══ ENTRIES
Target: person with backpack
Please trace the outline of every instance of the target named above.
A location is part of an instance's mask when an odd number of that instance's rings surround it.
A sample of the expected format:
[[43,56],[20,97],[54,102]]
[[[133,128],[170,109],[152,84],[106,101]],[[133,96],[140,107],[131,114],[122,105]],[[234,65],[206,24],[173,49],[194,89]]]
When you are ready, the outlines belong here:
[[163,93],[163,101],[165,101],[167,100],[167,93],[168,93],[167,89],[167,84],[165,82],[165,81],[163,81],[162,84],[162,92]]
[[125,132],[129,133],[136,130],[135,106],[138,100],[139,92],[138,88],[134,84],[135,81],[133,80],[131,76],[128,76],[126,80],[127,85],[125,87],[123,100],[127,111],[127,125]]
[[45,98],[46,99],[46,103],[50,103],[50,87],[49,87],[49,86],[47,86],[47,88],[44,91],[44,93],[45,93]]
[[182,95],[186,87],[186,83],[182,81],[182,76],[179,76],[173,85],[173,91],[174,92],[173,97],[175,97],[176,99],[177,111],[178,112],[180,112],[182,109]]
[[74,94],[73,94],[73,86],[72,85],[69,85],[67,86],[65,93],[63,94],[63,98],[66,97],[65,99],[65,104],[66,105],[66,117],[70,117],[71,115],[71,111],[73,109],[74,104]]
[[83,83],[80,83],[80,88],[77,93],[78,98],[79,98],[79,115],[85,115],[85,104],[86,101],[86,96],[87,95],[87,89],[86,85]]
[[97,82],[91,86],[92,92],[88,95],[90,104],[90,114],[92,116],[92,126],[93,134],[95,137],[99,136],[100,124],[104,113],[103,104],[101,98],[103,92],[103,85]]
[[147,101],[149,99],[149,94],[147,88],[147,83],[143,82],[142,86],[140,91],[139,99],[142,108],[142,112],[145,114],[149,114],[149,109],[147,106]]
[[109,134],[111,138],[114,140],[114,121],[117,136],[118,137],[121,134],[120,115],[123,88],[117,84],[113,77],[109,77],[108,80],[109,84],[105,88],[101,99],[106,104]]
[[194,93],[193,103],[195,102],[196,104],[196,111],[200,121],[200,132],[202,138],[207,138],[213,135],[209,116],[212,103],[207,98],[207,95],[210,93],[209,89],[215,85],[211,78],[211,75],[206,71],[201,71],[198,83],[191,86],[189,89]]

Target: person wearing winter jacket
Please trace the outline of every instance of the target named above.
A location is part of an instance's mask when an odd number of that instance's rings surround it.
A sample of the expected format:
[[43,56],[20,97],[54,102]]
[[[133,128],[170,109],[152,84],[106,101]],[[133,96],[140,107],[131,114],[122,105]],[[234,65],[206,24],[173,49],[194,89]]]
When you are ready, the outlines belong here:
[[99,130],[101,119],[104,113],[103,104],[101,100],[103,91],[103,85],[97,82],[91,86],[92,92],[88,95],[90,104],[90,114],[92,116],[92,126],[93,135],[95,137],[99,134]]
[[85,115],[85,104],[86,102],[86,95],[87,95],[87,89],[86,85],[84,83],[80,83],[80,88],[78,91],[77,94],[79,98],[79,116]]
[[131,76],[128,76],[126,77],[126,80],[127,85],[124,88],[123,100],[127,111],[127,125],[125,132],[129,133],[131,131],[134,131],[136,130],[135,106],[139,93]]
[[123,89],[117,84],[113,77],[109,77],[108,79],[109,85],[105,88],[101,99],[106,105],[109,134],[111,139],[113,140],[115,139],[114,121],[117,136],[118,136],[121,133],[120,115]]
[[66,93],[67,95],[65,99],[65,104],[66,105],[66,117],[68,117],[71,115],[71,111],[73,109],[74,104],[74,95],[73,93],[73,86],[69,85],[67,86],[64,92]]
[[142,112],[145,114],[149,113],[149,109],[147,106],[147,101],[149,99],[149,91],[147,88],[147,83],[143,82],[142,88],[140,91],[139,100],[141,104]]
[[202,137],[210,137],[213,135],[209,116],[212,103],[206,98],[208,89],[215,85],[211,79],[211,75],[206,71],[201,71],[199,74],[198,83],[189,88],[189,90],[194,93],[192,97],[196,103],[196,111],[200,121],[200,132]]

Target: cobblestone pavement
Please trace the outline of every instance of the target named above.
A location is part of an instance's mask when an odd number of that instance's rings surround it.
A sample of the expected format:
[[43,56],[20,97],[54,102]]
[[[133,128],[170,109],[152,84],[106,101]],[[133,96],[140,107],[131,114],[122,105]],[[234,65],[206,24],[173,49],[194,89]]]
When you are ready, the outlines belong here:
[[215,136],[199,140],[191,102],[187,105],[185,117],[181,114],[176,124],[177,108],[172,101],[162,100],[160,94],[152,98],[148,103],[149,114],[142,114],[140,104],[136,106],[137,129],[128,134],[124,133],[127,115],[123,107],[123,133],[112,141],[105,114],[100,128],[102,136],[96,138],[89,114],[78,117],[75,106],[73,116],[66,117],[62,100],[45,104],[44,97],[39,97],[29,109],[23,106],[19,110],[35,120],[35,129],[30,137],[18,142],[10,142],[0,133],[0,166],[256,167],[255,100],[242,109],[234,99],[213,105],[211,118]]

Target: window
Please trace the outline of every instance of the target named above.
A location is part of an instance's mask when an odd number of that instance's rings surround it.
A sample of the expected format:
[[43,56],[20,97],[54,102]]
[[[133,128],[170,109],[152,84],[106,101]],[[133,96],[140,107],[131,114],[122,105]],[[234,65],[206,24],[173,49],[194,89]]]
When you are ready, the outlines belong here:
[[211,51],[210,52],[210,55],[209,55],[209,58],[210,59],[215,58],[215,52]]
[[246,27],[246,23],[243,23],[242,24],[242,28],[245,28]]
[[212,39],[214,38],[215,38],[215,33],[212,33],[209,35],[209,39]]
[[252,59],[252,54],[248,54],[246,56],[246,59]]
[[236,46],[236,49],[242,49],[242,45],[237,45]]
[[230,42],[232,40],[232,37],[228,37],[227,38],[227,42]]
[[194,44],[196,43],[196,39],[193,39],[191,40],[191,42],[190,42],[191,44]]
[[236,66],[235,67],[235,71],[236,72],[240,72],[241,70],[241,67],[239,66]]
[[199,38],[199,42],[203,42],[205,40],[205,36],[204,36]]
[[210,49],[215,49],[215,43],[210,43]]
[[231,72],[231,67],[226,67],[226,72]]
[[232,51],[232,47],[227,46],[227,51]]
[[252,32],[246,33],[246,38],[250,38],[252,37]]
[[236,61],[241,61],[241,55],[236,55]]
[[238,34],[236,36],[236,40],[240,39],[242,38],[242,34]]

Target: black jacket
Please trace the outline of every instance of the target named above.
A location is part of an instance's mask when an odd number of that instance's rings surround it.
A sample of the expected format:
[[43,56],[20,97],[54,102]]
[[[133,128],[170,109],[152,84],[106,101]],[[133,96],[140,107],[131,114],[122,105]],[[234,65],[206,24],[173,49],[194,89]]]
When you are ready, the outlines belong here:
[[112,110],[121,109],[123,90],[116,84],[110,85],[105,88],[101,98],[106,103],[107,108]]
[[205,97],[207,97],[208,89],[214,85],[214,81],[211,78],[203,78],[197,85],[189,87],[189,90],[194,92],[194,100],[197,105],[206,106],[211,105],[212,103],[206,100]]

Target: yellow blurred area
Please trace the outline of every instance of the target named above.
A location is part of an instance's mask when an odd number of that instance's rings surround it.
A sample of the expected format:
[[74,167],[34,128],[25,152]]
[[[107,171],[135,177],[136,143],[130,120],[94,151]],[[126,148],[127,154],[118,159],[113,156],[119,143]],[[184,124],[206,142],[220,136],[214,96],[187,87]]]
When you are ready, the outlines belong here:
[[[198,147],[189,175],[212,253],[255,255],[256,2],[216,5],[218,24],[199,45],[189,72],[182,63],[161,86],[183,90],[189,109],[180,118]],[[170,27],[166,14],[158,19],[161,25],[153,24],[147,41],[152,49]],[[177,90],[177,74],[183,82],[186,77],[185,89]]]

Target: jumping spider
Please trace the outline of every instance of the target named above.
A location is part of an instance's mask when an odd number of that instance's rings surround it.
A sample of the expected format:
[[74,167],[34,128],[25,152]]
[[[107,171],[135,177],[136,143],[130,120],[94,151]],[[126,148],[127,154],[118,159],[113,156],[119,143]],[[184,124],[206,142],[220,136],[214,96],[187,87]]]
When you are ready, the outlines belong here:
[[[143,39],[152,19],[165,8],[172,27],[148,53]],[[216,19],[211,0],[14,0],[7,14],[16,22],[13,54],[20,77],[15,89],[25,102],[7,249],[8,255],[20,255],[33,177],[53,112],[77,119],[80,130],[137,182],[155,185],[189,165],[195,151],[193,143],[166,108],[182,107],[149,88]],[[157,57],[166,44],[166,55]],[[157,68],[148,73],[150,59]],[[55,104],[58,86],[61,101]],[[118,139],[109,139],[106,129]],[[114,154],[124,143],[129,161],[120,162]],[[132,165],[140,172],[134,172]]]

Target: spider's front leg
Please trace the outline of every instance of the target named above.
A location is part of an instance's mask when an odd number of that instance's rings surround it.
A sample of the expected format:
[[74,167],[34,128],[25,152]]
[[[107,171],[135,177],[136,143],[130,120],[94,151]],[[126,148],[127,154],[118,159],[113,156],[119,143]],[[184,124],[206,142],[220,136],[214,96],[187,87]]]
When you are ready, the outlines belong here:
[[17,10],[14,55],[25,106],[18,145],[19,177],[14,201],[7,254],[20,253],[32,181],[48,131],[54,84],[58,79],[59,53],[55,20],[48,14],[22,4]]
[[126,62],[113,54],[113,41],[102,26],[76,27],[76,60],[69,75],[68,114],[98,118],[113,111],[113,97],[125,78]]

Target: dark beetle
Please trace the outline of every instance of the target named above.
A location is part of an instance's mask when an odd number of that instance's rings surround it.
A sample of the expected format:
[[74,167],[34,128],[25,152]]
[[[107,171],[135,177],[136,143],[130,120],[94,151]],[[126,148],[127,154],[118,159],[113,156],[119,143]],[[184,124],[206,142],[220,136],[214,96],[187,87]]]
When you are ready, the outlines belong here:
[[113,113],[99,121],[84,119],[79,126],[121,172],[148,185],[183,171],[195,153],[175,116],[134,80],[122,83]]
════
▶ _EXERCISE_
Quote the lines of the listing above that run from the line with "Target: spider's front leg" through its last line, both included, and nothing else.

▶ _ANSWER FOR THE TASK_
Target: spider's front leg
Please trace the outline of every instance of the target named above.
A location is part of an instance's mask when an odd number of that instance's rings surround it.
A sample of the expected format:
[[74,167],[34,128],[25,152]]
[[[107,171],[135,177],[136,143],[130,120],[94,151]],[[126,148],[127,154],[118,159],[113,156],[119,143]],[[184,124],[206,142],[220,136],[214,96],[187,87]]]
When you are ready, the outlines belong here:
[[17,10],[14,55],[25,106],[18,145],[19,177],[14,201],[7,254],[20,253],[32,181],[48,131],[54,84],[58,79],[59,53],[55,20],[48,14],[22,4]]
[[126,62],[113,54],[113,41],[102,26],[76,27],[76,60],[69,75],[68,114],[98,118],[113,111],[113,97],[125,78]]

Target: dark beetle
Please trace the outline of every instance of the target named above.
A location is part of an instance's mask when an odd number of that instance's rings surround it.
A sample of the expected format:
[[74,167],[34,128],[25,152]]
[[[107,171],[135,177],[136,143],[130,120],[94,151]],[[126,148],[127,154],[118,159],[113,156],[119,143]],[[184,124],[206,142],[220,136],[214,96],[187,87]]]
When you are ready, the outlines belong here:
[[113,113],[99,121],[84,119],[79,126],[121,172],[148,185],[183,171],[195,153],[175,116],[134,80],[122,83]]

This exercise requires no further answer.